Descrição do problema - Retome, por favor, o texto sobre os Manifestos da educação de 1932 e 1959, continuando-o logo após a última frase.
───── Bloco de texto
Toda a impotência manifesta do sistema escolar atual e a insuficiência das soluções dadas às questões de caráter educativo não provam senão o desastre irreparável que resulta, para a educação pública, de influências e intervenções estranhas que conseguiram sujeitá-la a seus ideais secundários e interesses subalternos. Daí decorre a necessidade de uma ampla autonomia técnica, administrativa e econômica, com que os técnicos e educadores, que têm a responsabilidade e devem ter, por isso, a direção e administração da função educacional, tenham assegurados os meios materiais para poderem realizá-la (1932, p. 47).

Esses investimentos na educação pública não podem reduzir-se às verbas que, nos orçamentos, são consignadas a esse serviço público e, por isso, sujeitas às crises dos erários do Estado ou às oscilações do interesse dos governos pela educação.

Cada escola deveria reunir em torno de si, segundo o documento de 1932, as famílias dos alunos, estimulando e aproveitando as iniciativas dos pais em favor da educação; constituindo sociedades de ex-alunos que mantenham relações constantes com as escolas; utilizando, os valiosos e múltiplos elementos materiais e espirituais da coletividade e despertando e desenvolvendo o poder de iniciativa e o espírito de cooperação social entre os pais, os professores, a imprensa e todas as demais instituições interessadas na obra da educação.

Por outro lado, o Manifesto de 1959 coloca que são muito diversas as circunstâncias que refletem este novo documento. O Manifesto descreve que não seria negado nenhum dos princípios de 1932, tanto que este poderia ser pensado e escrito nos dias atuais (contexto do final da década de 1950). Na verdade, o Manifesto de 1959 era favorável à educação democrática, à escola democrática e progressista que tinha “como postulados a liberdade de pensamento e a igualdade de oportunidades para todos” (1959, p. 71).
──────────
───── Informações
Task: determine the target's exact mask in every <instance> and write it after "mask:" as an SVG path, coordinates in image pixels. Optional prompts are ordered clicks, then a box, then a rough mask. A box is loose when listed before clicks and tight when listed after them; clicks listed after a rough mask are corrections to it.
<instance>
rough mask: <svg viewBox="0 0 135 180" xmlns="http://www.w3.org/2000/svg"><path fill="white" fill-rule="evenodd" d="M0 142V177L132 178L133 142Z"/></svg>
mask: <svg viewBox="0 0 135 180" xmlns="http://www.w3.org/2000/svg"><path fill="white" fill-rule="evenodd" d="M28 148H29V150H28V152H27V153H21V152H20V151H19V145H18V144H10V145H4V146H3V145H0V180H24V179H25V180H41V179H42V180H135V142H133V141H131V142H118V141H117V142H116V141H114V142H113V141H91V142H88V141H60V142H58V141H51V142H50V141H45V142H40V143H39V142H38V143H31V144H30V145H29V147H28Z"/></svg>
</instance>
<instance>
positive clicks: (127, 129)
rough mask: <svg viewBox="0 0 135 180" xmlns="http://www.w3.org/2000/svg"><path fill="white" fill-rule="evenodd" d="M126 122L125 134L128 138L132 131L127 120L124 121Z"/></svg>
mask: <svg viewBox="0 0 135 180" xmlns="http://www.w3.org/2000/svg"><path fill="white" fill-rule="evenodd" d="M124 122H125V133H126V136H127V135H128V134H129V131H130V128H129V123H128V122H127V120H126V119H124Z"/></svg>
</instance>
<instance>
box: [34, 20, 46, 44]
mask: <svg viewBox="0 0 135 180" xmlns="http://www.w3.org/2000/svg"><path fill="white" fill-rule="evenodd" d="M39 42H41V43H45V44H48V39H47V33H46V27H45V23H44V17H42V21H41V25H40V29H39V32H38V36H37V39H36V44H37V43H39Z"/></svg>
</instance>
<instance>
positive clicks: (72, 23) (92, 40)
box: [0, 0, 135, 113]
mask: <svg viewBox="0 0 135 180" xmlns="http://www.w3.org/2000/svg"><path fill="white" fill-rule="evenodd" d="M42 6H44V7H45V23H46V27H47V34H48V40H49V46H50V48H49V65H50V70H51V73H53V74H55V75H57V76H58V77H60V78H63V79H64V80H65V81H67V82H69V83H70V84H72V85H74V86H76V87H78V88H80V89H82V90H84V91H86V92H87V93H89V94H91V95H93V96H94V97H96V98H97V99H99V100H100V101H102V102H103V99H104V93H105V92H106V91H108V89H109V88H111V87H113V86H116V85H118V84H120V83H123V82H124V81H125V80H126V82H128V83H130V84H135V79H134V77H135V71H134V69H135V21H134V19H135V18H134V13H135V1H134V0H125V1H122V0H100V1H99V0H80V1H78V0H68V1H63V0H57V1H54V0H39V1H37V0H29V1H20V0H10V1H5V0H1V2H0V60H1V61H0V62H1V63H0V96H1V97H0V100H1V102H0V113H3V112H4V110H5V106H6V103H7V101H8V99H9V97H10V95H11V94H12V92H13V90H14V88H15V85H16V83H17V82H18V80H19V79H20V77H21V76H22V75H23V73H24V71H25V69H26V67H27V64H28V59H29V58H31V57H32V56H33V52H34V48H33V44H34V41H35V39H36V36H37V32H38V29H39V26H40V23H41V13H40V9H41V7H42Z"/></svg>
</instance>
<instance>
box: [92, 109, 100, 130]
──────────
Sua resposta -
Um aspecto que chama atenção no Manifesto de 1959 é a denuncia de que “ultrapassa de 50% da população geral o número de analfabetos no país e que, de uma população em idade escolar (isto é de 7 a 14 anos) de 12 milhões de crianças, não frequentam a escola menos da metade” (1959, p. 72). Continua o documento que devido à expansão quantitativa da escola, houve um rebaixamento de nível ou qualidade do ensino. Também, o Manifesto (1959, p. 73) aponta que “seria o excesso de centralização; o desinteresse, ou conforme alguns casos, a intervenção da política; a falta de espírito público, o diletantismo e improvisação

conjugaram-se, nesse complexo de fatores, para criarem a situação a que chegou a educação”. Não foi o sistema de ensino público que falhou, na visão do Manifesto, mas os que deviam prover a expansão, aumentar o número de escolas na medida das necessidades e segundo planos racionais, prover as suas instalações e preparar cada vez mais os professores, aparelhando estes com recursos indispensáveis ao desenvolvimento de suas diversas atividades.

É possível constatar que o texto do Manifesto de 1932 além de político, também trabalhava os conceitos pedagógicos, tendo como caminho a filosofia e a ciência. Por outro lado, o Manifesto de 1959 restabeleceu o assunto pendente do Manifesto de 1932, refletiu sua indignação com o embargo das Diretrizes e Bases de 1948 e partiu em defesa dos princípios há muito defendidos. A finalização dada ao Manifesto de 1932 reforça a proposta inicial de reconstrução da educação. Por outro lado, Fernando de Azevedo fez um retrospecto de todo o contexto, retomou a questão da filosofia e da ciência e abordou as dificuldades que seriam enfrentadas para redigir o Manifesto de 1959.

Por fim, no Manifesto de 1959, a industrialização foi apontada como responsável pela transformação da economia, processando também mudanças no ensino. Essa situação colaborou com a necessidade de uma escola subsidiada pelo Estado, “universal, obrigatória e gratuita, possibilitando assim, um governo amplo com a participação de todos e não só das elites” (BEDIN, 2011, p. 87). No entanto, a oposição conservadora representada por Carlos Lacerda, tentaria impedir essa reforma. Segundo o Manifesto de 1959, seria um retrocesso, um “retorno à Idade Média”. Novamente a questão das escolas particulares subsidiadas pelo governo foi contestada e acusada de mercantil pelos signatários de 1959.